--- START Data ---

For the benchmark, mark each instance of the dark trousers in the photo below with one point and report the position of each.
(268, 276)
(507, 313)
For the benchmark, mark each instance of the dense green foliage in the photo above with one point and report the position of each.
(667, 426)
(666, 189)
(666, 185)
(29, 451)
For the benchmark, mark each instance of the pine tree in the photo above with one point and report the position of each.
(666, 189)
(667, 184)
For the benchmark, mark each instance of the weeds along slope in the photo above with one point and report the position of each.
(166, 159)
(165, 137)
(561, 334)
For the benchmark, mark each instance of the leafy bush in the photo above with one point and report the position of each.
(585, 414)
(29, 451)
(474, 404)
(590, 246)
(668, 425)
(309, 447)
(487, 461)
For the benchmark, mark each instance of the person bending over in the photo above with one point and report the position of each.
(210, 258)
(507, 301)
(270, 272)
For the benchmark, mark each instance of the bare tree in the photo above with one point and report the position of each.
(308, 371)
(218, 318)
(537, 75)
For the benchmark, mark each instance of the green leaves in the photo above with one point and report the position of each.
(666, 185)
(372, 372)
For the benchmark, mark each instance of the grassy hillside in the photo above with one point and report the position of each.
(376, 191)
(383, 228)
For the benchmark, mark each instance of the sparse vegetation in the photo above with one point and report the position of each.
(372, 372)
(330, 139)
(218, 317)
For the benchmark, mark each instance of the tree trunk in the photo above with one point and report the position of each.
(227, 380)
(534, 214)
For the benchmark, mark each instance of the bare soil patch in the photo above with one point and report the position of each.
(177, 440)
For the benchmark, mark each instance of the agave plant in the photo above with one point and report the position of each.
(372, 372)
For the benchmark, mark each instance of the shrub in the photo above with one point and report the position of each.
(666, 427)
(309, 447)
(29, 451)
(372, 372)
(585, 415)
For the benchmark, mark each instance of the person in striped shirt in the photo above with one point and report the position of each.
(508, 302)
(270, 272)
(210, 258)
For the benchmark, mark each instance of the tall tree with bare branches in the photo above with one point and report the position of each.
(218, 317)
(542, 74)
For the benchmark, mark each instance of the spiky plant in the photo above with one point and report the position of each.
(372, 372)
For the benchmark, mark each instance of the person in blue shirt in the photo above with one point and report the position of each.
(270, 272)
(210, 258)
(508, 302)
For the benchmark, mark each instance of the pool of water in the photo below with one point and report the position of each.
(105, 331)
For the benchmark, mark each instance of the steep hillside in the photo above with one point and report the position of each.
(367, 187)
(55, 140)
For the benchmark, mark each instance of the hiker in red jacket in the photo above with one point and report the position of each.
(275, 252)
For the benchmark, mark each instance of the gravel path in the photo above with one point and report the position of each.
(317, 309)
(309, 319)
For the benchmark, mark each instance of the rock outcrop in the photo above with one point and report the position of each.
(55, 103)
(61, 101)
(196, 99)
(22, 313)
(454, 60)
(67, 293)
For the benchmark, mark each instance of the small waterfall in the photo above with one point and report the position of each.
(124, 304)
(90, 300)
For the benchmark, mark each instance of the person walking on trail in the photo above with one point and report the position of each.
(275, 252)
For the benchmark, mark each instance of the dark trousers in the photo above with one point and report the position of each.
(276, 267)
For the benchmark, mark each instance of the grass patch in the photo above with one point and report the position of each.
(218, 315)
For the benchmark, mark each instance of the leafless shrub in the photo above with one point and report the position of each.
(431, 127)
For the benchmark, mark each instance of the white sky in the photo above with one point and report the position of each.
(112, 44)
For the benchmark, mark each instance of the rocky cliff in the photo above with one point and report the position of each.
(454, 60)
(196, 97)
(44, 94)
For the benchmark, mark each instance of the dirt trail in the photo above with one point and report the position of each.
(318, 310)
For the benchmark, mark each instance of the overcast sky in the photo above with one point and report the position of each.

--- END Data ---

The exercise:
Please set down the whole listing above without altering a single line.

Written answer:
For the benchmark, mark each instance of the dark trousers in the photo below with one point and report the position of each.
(268, 276)
(507, 313)
For the benchmark, mark each instance of the dense green foliage in the photo above with one point and report the position of each.
(667, 426)
(666, 189)
(666, 185)
(29, 451)
For the benchmark, mark each instance of the pine tree in the photo above with one point and report the position of each.
(666, 189)
(667, 184)
For the benchmark, mark each instance of the weeds along slope in the photo above with one point and report the position of each.
(166, 159)
(165, 137)
(561, 334)
For the benchmark, mark each instance of the leafy bush in the photo above with one point and report the position of each.
(585, 414)
(29, 451)
(474, 404)
(590, 246)
(668, 425)
(309, 447)
(487, 461)
For the benchmark, mark each instance of the person bending over in the photo above with one point and report the position of each.
(210, 258)
(507, 301)
(270, 272)
For the benchmark, mark each instance of the bare tree in the photo above with one point and report the position of each.
(308, 371)
(218, 318)
(537, 75)
For the benchmark, mark each instance of the green leaves in the photo above with one point and report the position of each.
(666, 185)
(372, 372)
For the benchmark, mark each instance of the grassy hillside in the photo above with one point and report the position of each.
(376, 191)
(383, 228)
For the benchmark, mark each instance of the sparse vegetation in the photo above with one point and report the position of each.
(372, 372)
(330, 139)
(218, 317)
For the benchmark, mark each instance of the tree trunk in the photo above with one point and report the position of each.
(227, 380)
(534, 214)
For the benchmark, mark each instance of the bare soil patch in the photo above with one point and report the position of each.
(177, 440)
For the benchmark, mark each instance of the agave plant in the photo above with one point and report the position of each.
(372, 372)
For the benchmark, mark each instance of the shrub in the photo above with one point and report the position of each.
(666, 427)
(309, 447)
(29, 451)
(372, 372)
(585, 415)
For the benchmark, mark each instance of the person in striped shirt in the photo above with one point and report the position of each.
(508, 302)
(270, 272)
(210, 258)
For the benchmark, mark each instance of the tall tree with bare branches in the photo above with one point and report the position of each.
(218, 317)
(542, 74)
For the benchmark, mark each instance of the spiky plant in the photo above with one point and report the position of each.
(372, 372)
For the benchmark, mark each instance of the person in blue shirt in the photo above with one point and report the position of each.
(270, 272)
(210, 258)
(508, 302)
For the benchmark, mark each instance of the pool of water in the photo below with one point and report the position of each.
(105, 331)
For the benchmark, mark each instance of the steep hillside in the photo above with one point and report the position of each.
(367, 187)
(55, 140)
For the benchmark, mark each instance of the hiker in red jacket in the photo above with one point and report the position of each.
(275, 252)
For the benchmark, mark each instance of the gravel path in the photo above with one point and report the position of each.
(317, 309)
(309, 319)
For the benchmark, mark each instance of the rock outcrop in the photo above with one point and report the position of each.
(55, 103)
(61, 101)
(196, 99)
(22, 313)
(454, 60)
(67, 293)
For the benchmark, mark each instance of the small waterfall in the photo above with one point and report the position of each.
(124, 304)
(90, 300)
For the benchmark, mark each instance of the person walking on trail in the photo above with one point and report the position of each.
(275, 252)
For the benchmark, mark each instance of the dark trousers in the photo above with one point and report the position of each.
(276, 267)
For the benchmark, mark each instance of the grass patch in the photo above with one point and report the position of each.
(218, 315)
For the benchmark, mark each instance of the leafless shrub in the photo above with one point and report the position of each.
(431, 127)
For the benchmark, mark each instance of the white sky in the photo above with one point and report the position of each.
(112, 44)
For the benchmark, mark each instance of the rocky cliff in the photo above with one point and report the position of each.
(454, 60)
(196, 97)
(44, 94)
For the benchmark, mark each instance of the dirt trail in the photo above with one point and report the position of each.
(318, 310)
For the benchmark, mark each instance of the overcast sky in the photo above with one point and report the position of each.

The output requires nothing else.